Text passage:
*** Begin section ***

And run-of-the-mill, MTV-style decadence of the halftime show didn't bother me. Decadence, after all, is passe. It's so, I dunno, 2nd Century. In 20 years, we'll have a celebrity orgy and singalong at the halftime show, and in 50 years, the orgy will be combined with executions, and finally in 100 years, the festival of Bacchus will be held for two weeks in late January in a southern city, and, oh yes, a football game will be played. Whatever.
Also not bothering me were the ads for erectile dysfunction medications, which I assumed were for those members of the audience who would consume too much to drink during the Super Bowl, and find themselves amorous but not capable afterward. Perhaps a public service.
Similarly, the fart jokes, the chimps hitting on women, the dogs-biting-balls (an obvious steal from Where the Buffalo Roam), the Scotsman getting his kilt blown up by the subway a la Marilyn Monroe, Janet Jackson's right breast — juvenile humor was in. What are you gonna do? It's advertising. It's spectacle. It has to get progressively dumber and more "spectacular" each year.
No, what bothered me was a trailer to a movie. And no, not the silly goth (boo!) werewolf and vampire movie. That's not it, either.
No, it was the trailer to the movie, Troy. That is, this is The Iliad, one of the founding works of our civilization. It is one thing to put obscene post-it notes on the sacred tapestries. It's quite another to trivialize them.
Now, I don't mind a Hollywood blockbuster about The Iliad. Why not? The problem is the casting.
For those who've forgotten, Achilles is the great Greek hero, and was the Greek's top warrior at Troy. The Iliad starts at the end of 10 years of inconclusive warfare. The Great Achilles is pouting in his tent, believing his honor has been offended over some pillaged treasure. The Greeks struggle to fight without him. Many find themselves increasingly becoming victims of the great Trojan warrior, Hector, who is compared to a lion ripped apart his prey.
Things come to a head when Hector kills Achilles' friend Patroclus, who had been wearing Achilles' armor. When the Trojans strip Achilles' armor, and Hector places the armor upon his shoulder and head. Achilles is thus provoked from his tent, and pursues Hector. The great Trojan warrior, compared to a lion, flees. Achilles chases him around the gates of Troy, until Hector finally turns and fights. Achilles kills him "like a lion with a fawn in its jaws," and drags Hector's body around the city's walls, and the grave of his friend, Patroclus. The Trojan hero has fallen, and Hector's widow sees Troy as doomed.
And who has Hollywood selected for the role of the mighty warrior Achilles? Brad Pitt. Little Brad Pitt, who would've lasted, oh ... five minutes on the battlefields of Troy.

*** End section ***

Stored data
*** Begin section ***

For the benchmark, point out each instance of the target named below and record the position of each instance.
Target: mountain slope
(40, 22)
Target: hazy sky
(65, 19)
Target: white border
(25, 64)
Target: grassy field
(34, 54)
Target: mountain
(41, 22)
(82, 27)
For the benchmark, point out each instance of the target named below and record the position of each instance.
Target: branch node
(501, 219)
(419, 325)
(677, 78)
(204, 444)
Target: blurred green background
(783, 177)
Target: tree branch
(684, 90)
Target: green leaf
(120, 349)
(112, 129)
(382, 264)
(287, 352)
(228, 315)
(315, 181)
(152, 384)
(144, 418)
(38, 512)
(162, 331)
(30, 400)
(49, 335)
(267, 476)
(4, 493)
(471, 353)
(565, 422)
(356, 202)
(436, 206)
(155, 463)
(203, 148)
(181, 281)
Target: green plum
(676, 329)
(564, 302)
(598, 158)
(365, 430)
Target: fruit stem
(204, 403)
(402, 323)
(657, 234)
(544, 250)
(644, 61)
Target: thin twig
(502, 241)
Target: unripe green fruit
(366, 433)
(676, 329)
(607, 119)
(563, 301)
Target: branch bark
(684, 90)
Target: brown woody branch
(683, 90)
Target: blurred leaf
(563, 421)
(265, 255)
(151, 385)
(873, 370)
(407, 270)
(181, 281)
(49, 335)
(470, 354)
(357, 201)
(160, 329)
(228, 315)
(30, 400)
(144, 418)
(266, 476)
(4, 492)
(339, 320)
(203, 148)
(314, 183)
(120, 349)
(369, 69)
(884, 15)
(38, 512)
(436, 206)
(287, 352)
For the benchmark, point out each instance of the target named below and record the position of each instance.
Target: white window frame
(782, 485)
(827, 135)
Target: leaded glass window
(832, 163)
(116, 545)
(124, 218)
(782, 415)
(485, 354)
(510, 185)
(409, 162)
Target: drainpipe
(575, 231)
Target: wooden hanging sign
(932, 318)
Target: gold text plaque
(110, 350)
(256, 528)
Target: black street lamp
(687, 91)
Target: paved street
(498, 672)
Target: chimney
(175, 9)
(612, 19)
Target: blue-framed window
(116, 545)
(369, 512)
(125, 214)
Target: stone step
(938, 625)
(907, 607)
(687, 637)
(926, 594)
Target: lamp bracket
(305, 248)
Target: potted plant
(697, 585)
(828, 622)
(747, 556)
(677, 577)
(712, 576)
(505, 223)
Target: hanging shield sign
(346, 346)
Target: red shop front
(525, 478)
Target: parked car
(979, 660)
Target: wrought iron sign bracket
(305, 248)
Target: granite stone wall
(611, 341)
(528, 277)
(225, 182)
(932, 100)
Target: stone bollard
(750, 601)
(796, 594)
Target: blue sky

*** End section ***

Required action: List every character from The Iliad whom the Super Bowl passage mentions by name. Rely only on the Super Bowl passage for what comes next.

Written answer: Achilles, Hector, Patroclus